►

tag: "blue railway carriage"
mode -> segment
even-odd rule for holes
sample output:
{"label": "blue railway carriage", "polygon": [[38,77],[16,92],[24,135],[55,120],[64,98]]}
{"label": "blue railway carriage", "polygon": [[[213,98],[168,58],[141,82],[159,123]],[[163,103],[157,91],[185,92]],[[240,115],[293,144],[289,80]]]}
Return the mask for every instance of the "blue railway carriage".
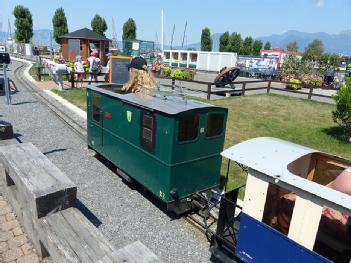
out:
{"label": "blue railway carriage", "polygon": [[214,256],[245,263],[350,262],[350,160],[275,138],[239,143],[222,156],[248,167],[248,176],[243,201],[237,189],[221,199]]}

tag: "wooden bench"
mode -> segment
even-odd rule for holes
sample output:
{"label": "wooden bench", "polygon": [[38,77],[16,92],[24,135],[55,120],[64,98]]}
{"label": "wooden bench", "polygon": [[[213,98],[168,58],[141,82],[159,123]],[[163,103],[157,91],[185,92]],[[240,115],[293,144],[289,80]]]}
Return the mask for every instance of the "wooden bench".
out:
{"label": "wooden bench", "polygon": [[116,250],[76,208],[77,187],[33,144],[0,147],[0,178],[41,258],[54,262],[161,262],[141,242]]}
{"label": "wooden bench", "polygon": [[38,218],[75,204],[77,187],[33,144],[0,147],[6,195],[35,249]]}
{"label": "wooden bench", "polygon": [[39,220],[39,237],[54,262],[161,262],[140,241],[115,250],[105,236],[75,208]]}

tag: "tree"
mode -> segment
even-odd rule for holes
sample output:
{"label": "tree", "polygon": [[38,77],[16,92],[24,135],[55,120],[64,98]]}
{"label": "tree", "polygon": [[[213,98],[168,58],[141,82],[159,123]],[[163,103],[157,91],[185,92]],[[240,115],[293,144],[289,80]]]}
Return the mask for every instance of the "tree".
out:
{"label": "tree", "polygon": [[29,9],[17,5],[13,10],[15,16],[15,38],[20,43],[29,43],[33,36],[33,20]]}
{"label": "tree", "polygon": [[228,51],[239,54],[242,48],[242,42],[241,35],[233,32],[229,37]]}
{"label": "tree", "polygon": [[60,44],[60,36],[68,33],[67,18],[63,8],[58,8],[52,17],[52,27],[54,29],[54,39]]}
{"label": "tree", "polygon": [[201,51],[212,51],[211,31],[208,27],[204,28],[201,33]]}
{"label": "tree", "polygon": [[272,47],[271,47],[271,42],[267,41],[266,44],[264,44],[264,48],[265,50],[270,50]]}
{"label": "tree", "polygon": [[307,45],[303,54],[304,60],[318,61],[324,53],[323,42],[320,39],[315,39]]}
{"label": "tree", "polygon": [[123,25],[123,40],[136,39],[136,25],[133,18],[129,18]]}
{"label": "tree", "polygon": [[219,38],[219,51],[220,52],[228,51],[228,45],[229,45],[229,32],[227,31],[223,33]]}
{"label": "tree", "polygon": [[107,30],[107,24],[105,19],[99,15],[95,15],[94,18],[91,20],[91,28],[94,32],[104,36]]}
{"label": "tree", "polygon": [[299,50],[299,46],[297,45],[296,41],[291,41],[286,45],[286,49],[289,52],[297,52]]}
{"label": "tree", "polygon": [[252,44],[253,44],[252,37],[246,37],[244,39],[244,42],[243,42],[241,54],[242,55],[251,55],[252,54]]}
{"label": "tree", "polygon": [[263,43],[261,40],[255,40],[255,42],[252,45],[252,54],[254,56],[259,56],[262,46],[263,46]]}

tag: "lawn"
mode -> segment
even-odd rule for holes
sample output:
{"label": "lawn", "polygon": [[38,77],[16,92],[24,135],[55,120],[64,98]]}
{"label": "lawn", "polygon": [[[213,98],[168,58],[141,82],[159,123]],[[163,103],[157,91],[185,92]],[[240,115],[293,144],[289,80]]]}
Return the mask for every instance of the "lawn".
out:
{"label": "lawn", "polygon": [[68,100],[82,110],[87,110],[85,88],[73,88],[67,90],[52,89],[51,91],[61,96],[65,100]]}
{"label": "lawn", "polygon": [[[252,95],[212,101],[228,108],[225,148],[260,136],[277,137],[294,143],[351,158],[351,144],[332,120],[332,104],[281,95]],[[226,174],[223,160],[221,174]],[[245,173],[232,166],[228,188],[245,183]]]}
{"label": "lawn", "polygon": [[[85,89],[53,91],[86,110]],[[211,103],[229,110],[225,148],[250,138],[270,136],[351,159],[351,144],[341,139],[342,132],[332,120],[332,104],[273,94]],[[226,169],[227,160],[223,160],[222,182]],[[245,172],[232,165],[227,189],[244,184],[245,179]]]}

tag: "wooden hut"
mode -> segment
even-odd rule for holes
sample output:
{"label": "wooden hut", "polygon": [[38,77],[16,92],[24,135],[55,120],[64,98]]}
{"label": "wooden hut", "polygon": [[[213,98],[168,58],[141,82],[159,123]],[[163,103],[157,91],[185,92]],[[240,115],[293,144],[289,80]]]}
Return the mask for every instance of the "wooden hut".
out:
{"label": "wooden hut", "polygon": [[62,58],[75,61],[76,56],[82,56],[87,60],[92,50],[99,51],[102,65],[106,64],[106,53],[108,53],[110,39],[100,35],[88,28],[82,28],[60,37],[62,47]]}

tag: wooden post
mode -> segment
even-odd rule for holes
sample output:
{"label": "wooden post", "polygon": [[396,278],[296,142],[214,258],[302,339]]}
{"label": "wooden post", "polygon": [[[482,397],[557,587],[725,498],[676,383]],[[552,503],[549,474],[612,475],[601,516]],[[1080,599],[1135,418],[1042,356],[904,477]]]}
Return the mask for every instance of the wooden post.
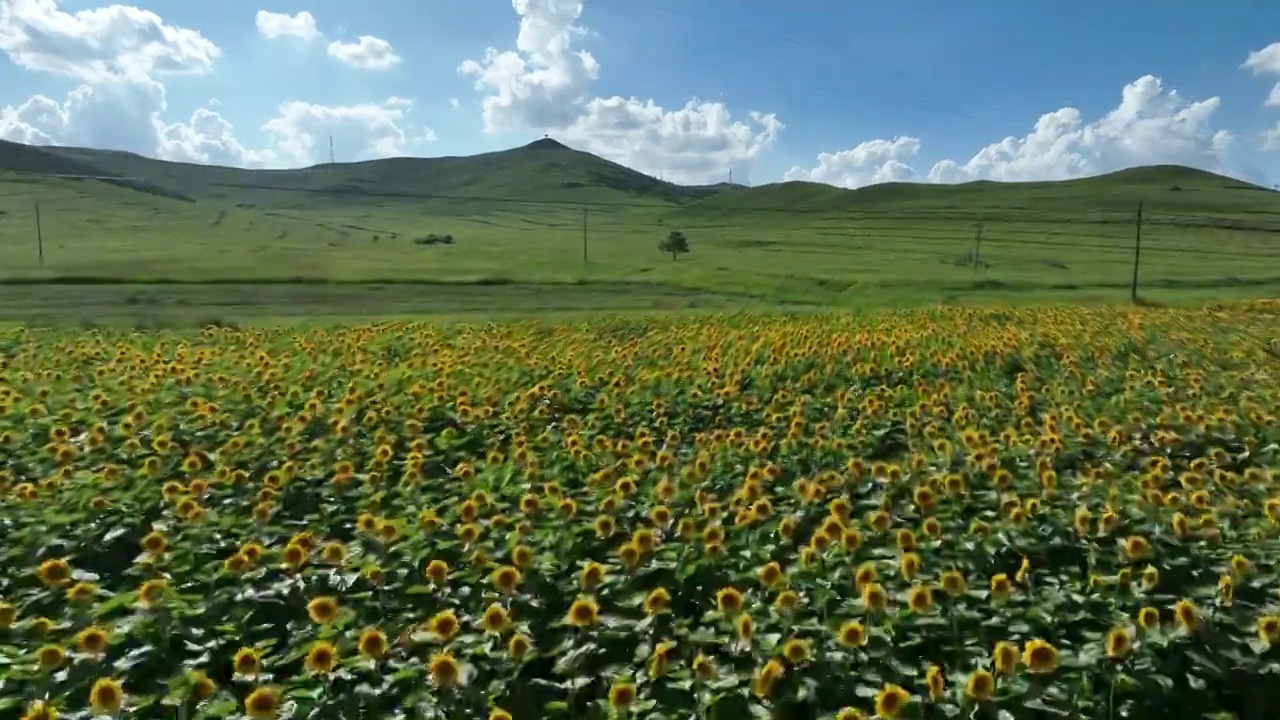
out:
{"label": "wooden post", "polygon": [[40,201],[36,201],[36,256],[44,265],[44,233],[40,230]]}
{"label": "wooden post", "polygon": [[1138,302],[1138,264],[1142,260],[1142,201],[1138,201],[1138,218],[1133,234],[1133,283],[1129,287],[1129,299]]}

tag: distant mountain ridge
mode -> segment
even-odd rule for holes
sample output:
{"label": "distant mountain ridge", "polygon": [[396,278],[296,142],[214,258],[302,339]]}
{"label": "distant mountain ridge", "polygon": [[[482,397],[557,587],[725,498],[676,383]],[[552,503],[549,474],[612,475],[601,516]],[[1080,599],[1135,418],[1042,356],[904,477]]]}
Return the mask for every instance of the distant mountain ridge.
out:
{"label": "distant mountain ridge", "polygon": [[94,176],[173,199],[259,206],[351,205],[379,198],[420,198],[440,202],[617,203],[666,206],[682,213],[712,215],[762,206],[842,212],[919,203],[1025,203],[1046,193],[1055,198],[1079,196],[1084,201],[1127,197],[1137,189],[1146,193],[1186,190],[1185,200],[1192,203],[1194,191],[1203,188],[1273,192],[1176,165],[1137,167],[1097,177],[1042,183],[885,183],[856,190],[810,182],[754,187],[730,183],[686,186],[574,150],[551,138],[479,155],[387,158],[289,170],[199,165],[113,150],[0,141],[0,173],[3,172]]}

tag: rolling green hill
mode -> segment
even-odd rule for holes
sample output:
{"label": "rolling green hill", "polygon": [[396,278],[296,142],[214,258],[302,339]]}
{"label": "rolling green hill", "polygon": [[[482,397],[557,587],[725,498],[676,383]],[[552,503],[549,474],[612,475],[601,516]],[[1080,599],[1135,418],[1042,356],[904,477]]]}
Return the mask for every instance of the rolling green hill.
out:
{"label": "rolling green hill", "polygon": [[[1214,220],[1280,213],[1280,193],[1275,191],[1204,170],[1156,165],[1057,182],[883,183],[856,190],[775,183],[709,196],[684,205],[670,219],[705,222],[774,211],[788,223],[803,222],[806,216],[818,221],[873,216],[980,221],[984,216],[1053,213],[1083,219],[1091,213],[1133,215],[1139,201],[1158,212],[1203,214]],[[1280,216],[1270,220],[1280,222]]]}
{"label": "rolling green hill", "polygon": [[[678,261],[657,250],[672,230],[692,247]],[[1126,300],[1139,234],[1146,297],[1280,291],[1280,193],[1185,167],[686,187],[550,140],[296,170],[0,142],[0,306],[44,293],[57,314]],[[339,284],[368,289],[316,289]]]}
{"label": "rolling green hill", "polygon": [[5,170],[141,179],[177,196],[295,209],[424,199],[456,205],[475,197],[679,204],[720,190],[664,182],[549,139],[467,157],[388,158],[295,170],[247,170],[0,142],[0,171]]}
{"label": "rolling green hill", "polygon": [[[35,147],[0,141],[0,172],[93,175],[111,184],[177,200],[261,209],[332,209],[411,201],[446,214],[475,215],[503,205],[628,204],[672,211],[671,223],[781,213],[978,217],[1008,212],[1131,212],[1139,199],[1216,216],[1280,211],[1280,193],[1192,168],[1160,165],[1059,182],[977,181],[958,185],[884,183],[846,190],[810,182],[746,187],[664,182],[551,139],[467,157],[389,158],[291,170],[167,162],[133,153]],[[478,202],[473,199],[480,199]]]}

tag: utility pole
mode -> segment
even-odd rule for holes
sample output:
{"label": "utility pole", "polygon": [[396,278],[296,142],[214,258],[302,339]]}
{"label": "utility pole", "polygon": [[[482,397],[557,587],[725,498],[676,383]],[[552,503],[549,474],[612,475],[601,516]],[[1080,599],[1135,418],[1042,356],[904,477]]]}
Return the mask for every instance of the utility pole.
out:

◄

[YOUR OBJECTIVE]:
The lines needed are those in the data above that hold the string "every"; copy each of them.

[ANSWER TO THE PROBLEM]:
Return the mask for every instance of the "blue railway carriage".
Return the mask for every instance of the "wooden bench".
Return the mask for every instance of the "tree".
Return the mask for every instance of the "lawn".
Return the mask for every instance of the "wooden hut".
Return the mask for every instance of the wooden post.
Return the mask for every instance of the distant mountain ridge.
Return the mask for every instance of the rolling green hill.
Return the mask for every instance of the utility pole.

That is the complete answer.